Task requirements: Please rewrite the rows below, replacing "marker" with "pin" everywhere and leaving everything else unchanged.

Data records:
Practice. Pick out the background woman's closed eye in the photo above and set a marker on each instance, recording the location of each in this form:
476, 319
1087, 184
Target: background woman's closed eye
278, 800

Final result:
Practice. Pick out the background woman's closed eye in the photo above and set a pin on each instance, recording the location of each in this form:
476, 319
1087, 184
Target: background woman's closed eye
278, 800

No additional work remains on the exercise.